== RECORDS SHOWN ==
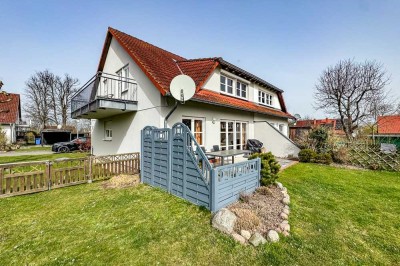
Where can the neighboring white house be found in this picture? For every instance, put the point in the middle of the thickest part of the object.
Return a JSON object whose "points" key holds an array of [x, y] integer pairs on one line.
{"points": [[131, 91], [10, 115]]}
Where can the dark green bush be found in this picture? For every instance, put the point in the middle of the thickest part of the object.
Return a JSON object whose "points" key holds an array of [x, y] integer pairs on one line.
{"points": [[324, 158], [307, 155], [269, 167]]}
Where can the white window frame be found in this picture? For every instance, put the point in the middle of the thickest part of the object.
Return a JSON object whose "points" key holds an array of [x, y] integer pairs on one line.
{"points": [[192, 127], [265, 98], [240, 89], [108, 130], [234, 145]]}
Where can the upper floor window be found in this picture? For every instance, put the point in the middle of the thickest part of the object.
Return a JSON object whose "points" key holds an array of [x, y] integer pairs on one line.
{"points": [[227, 87], [241, 89], [264, 98]]}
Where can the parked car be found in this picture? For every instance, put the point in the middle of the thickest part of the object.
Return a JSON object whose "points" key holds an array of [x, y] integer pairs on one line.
{"points": [[80, 143]]}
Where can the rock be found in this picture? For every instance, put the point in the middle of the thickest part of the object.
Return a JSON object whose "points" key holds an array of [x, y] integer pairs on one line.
{"points": [[286, 201], [246, 234], [285, 211], [224, 220], [285, 227], [284, 216], [272, 236], [257, 239], [239, 238]]}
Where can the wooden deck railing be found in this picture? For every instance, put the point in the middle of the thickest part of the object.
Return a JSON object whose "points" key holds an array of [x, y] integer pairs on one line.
{"points": [[31, 177]]}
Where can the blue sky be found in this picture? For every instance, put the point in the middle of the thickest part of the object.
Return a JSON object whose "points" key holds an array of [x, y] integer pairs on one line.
{"points": [[287, 43]]}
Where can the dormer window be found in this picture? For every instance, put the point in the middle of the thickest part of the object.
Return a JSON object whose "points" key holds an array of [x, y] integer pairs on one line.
{"points": [[227, 87], [264, 98]]}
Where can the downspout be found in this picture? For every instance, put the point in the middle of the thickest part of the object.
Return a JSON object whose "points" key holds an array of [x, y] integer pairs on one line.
{"points": [[170, 113]]}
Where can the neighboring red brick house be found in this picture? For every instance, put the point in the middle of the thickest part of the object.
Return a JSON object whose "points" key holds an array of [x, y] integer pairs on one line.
{"points": [[389, 125], [10, 114], [301, 126]]}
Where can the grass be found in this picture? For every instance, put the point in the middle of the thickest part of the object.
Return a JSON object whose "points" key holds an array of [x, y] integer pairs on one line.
{"points": [[338, 216], [42, 157]]}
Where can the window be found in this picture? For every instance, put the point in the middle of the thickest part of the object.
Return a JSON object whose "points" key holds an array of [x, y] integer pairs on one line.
{"points": [[226, 85], [108, 130], [233, 135], [196, 126], [264, 98], [241, 89]]}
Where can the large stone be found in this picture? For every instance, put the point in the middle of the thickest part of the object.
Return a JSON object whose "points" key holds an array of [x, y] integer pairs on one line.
{"points": [[257, 239], [285, 227], [285, 211], [284, 216], [286, 201], [246, 234], [272, 236], [224, 220], [239, 238]]}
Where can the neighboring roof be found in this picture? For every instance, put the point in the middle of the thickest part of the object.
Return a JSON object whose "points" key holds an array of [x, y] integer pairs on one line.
{"points": [[10, 108], [161, 66], [389, 124], [336, 124]]}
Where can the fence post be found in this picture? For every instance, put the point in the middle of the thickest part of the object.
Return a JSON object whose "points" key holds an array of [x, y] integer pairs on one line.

== TASK TO CARRY OUT ==
Present every line of the data above as a numbered list, skipping blank lines and leaving out the pictures.

== EXERCISE SOLUTION ==
1. Where can the neighboring white house be found in this picture? For every instance, put the point in the middle of the thickest part of the object.
2. Return a JSON object whose "points" key holds an array of [x, y] integer pairs on one line.
3. {"points": [[131, 91], [10, 115]]}
4. Where can the dark green bush be found in this picture? For every instance, put the point in the middle of the thickest part of the object.
5. Return a JSON object whose "points" key holds an array of [x, y] integer pairs on one line.
6. {"points": [[324, 158], [307, 155], [269, 167]]}
7. Where can the white window frame be found in this picture? For every instance, put the point in the middle of the thickest part of the object.
8. Return a JSON object whose "points" key holds an array of [x, y] integer pairs on one line.
9. {"points": [[192, 127], [265, 98], [240, 89], [108, 130], [234, 145]]}
10. Where can the upper floor window be found in this picture? For every instance, put the point in the middle of the thickest part of the object.
11. Return a JSON object whose "points" key holds an array of [x, y] integer pairs on one line.
12. {"points": [[227, 87], [241, 89], [264, 98]]}
13. Where can the parked car be found in this picture? For every instance, put the point in the middle of the thickest part of the object.
14. Return a JSON object whose "points" key holds an array of [x, y] integer pairs on one line.
15. {"points": [[80, 143]]}
16. Where can the rock be found in this picture? For every instance, put the point in the middle of the thickest part of the object.
17. Return a JSON object whose "points" key holds an array of [x, y] integer pairs on one line.
18. {"points": [[286, 201], [246, 234], [285, 211], [224, 220], [285, 227], [284, 216], [272, 236], [257, 239], [239, 238]]}
19. Where can the wooden deck railing be found in this picture? For every instance, put the point in the middle of the thickest part of the object.
20. Return a JSON object whose "points" key holds an array of [x, y] integer pairs on one line.
21. {"points": [[31, 177]]}
22. Where can the blue sky be found in this picture? For every instance, put the point in the middle of the thickest part of the object.
23. Return a JSON object whose "points" key holds an array of [x, y] integer pairs on one line.
24. {"points": [[287, 43]]}
25. Where can the dormer window be found in this picture? For every instance, put the point in the middle of the thickest part of the object.
26. Return a JSON object whose "points" key holds an array of [x, y] integer pairs on one line.
27. {"points": [[227, 87], [264, 98]]}
28. Where can the downspout be found in this picture? For every instance, put the point in the middle of the thickest part of the object.
29. Return a JSON object whose "points" key holds an array of [x, y] integer pairs on one line.
30. {"points": [[170, 113]]}
31. Where can the neighboring red brick house be found in this picture? For every instance, put the point in the middle of the thickest part of the object.
32. Return a JSON object whose "points" key holds an array of [x, y] integer pairs on one line.
33. {"points": [[389, 125], [10, 114], [301, 126]]}
34. Where can the grass be found in this picture? For every instance, put the point in the middle of the thickest part of the object.
35. Return a JSON object whose "points" key holds an array of [x, y] integer pairs on one line.
36. {"points": [[338, 216], [42, 157]]}
37. Where can the window be found in this picture? For every instance, put the point in the middle of the thickest part of the object.
38. Return a JSON object whose "points" key holds an array of [x, y] integer pairs on one line.
39. {"points": [[226, 85], [108, 130], [233, 135], [196, 126], [264, 98], [241, 89]]}
40. Where can the large stone be found in this picture? For every instance, put the point in the middle of the thickest part of the object.
41. Return a JSON object whose "points" key holds an array of [x, y] integer pairs on one line.
42. {"points": [[257, 239], [285, 227], [285, 211], [284, 216], [286, 201], [246, 234], [272, 236], [224, 220], [239, 238]]}
43. Where can the neighboring roof be found in this picture? For every instance, put the point in the middle of the thickest part of the object.
44. Return a JSON object whose "points" key holds an array of [x, y] integer pairs on one line.
45. {"points": [[10, 108], [161, 66], [389, 124], [336, 124]]}
46. Where can the fence post be found in this picture? For every instance, put the point in the middle of the thickest part of the object.
47. Return a JSON object whose "points" key holds an array of [x, y] integer pairs on one line.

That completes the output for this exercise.